Provided passage |
Precious memories

R and G took part in their nativity at Christmas. I lost count of the number of people in the run up to the big day that asked me if we were allowed to photograph and film the play. It didn’t occur to me at any point that we wouldn’t be able to and I was proved right. Every single parent had their camera or phone out (in our case Dh had the video camera and I had the camera) and there were so many flashes that it was like a film premiere.

At the unofficial after-party one of the parents got out her laptop and we gathered round it to ooh and aah at our children. When we got home Dh put our video onto his computer and uploaded it to YouTube but made it a private video so that we could send the link to family and friends but no-one else could see it otherwise. I put the photos up on my (locked down) Facebook account, to be viewed by my friends only and I haven’t put any on HoT. I imagine that most of the other parents have done the same.

I’m quite horrified to hear that some parents demand (not ones that I know, but friends in other parts of the country have experienced this) that their little darlings faces are blanked or pixelated out of photos and videos…and I’m not talking things that are publicly available on YouTube here. These are things on locked-down social networking accounts. They are not available to the great unwashed that roam the wilds of the Internet looking for pictures of random cute children and doing god knows what with them.

There seems to be a tension between those parents that choose to put their child’s life online and those that refuse to. The former camp (and I include myself in this) are happy to blog and post photos and videos of their children, although I do have some self-imposed limits on the amount of information I put. For example, I rarely put the girls’ full names online, I don’t mention any of their friends explicitly and certainly not by name and I don’t mention the area we live in because, frankly, I don’t want to get burgled when we go on holiday. (In any case, the house isn’t ours and we don’t have anything worth stealing). I have set my own sharing parameters, based on what I feel comfortable with for my family

The latter camp includes some of the most tech-savvy people I know but they have made a decision to not put their child’s life online. This is sometimes done for perfectly sound reasons e.g. children that have been removed from their parents and are now in foster care placements or have been adopted, so it makes absolute sense for them to be wary about broadcasting a child’s life online. The same goes for fractured or estranged families. I’m talking about the ones who make a deliberate choice for their child without any of these caveats.

Given material |
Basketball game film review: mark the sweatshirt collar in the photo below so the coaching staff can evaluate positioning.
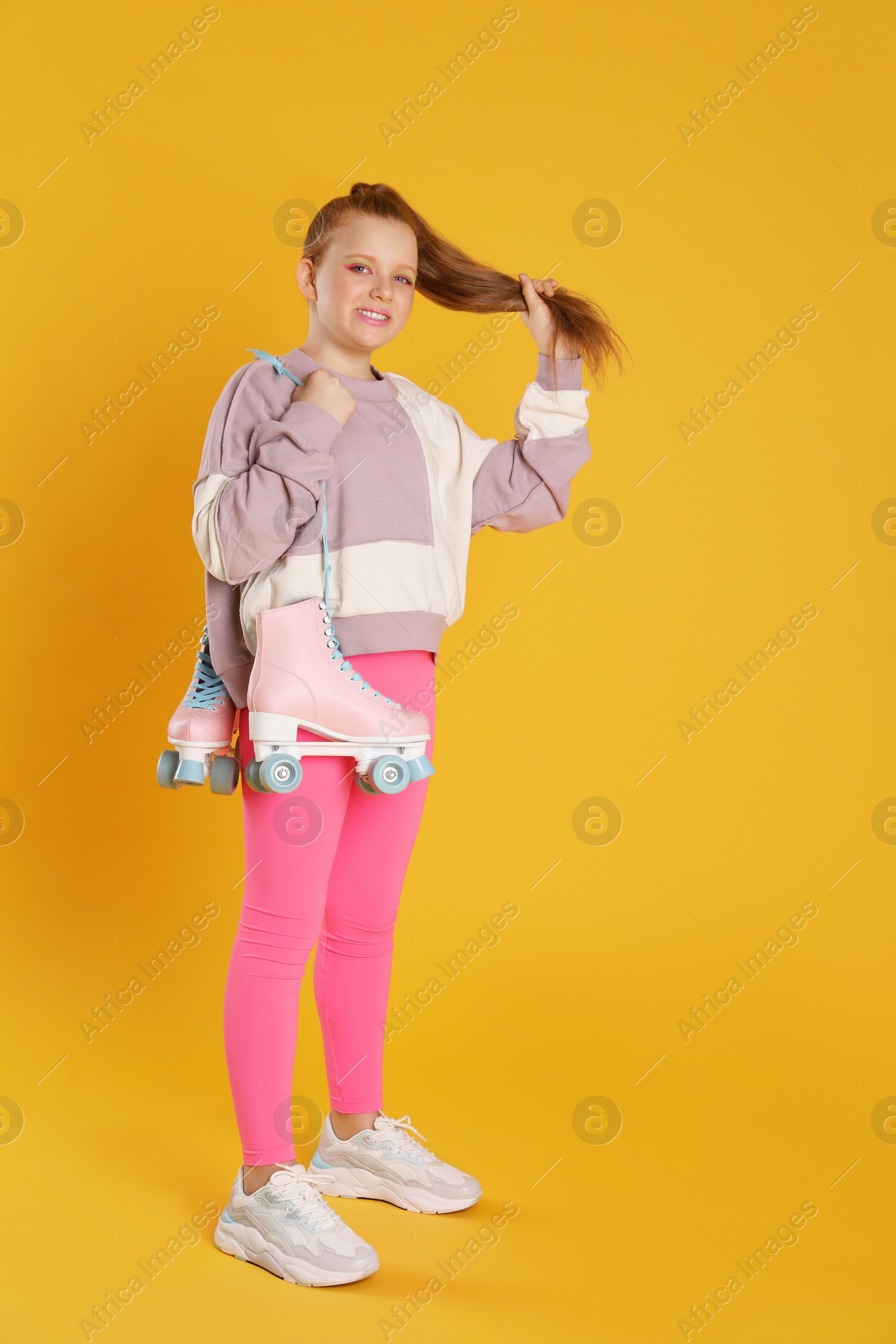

Exercise objective | Using the post about the nativity play, explain in one to three sentences why the video of the play was uploaded to YouTube as a private video.

Solution | The video was made private so the link could be sent to family and friends while no-one else could see it.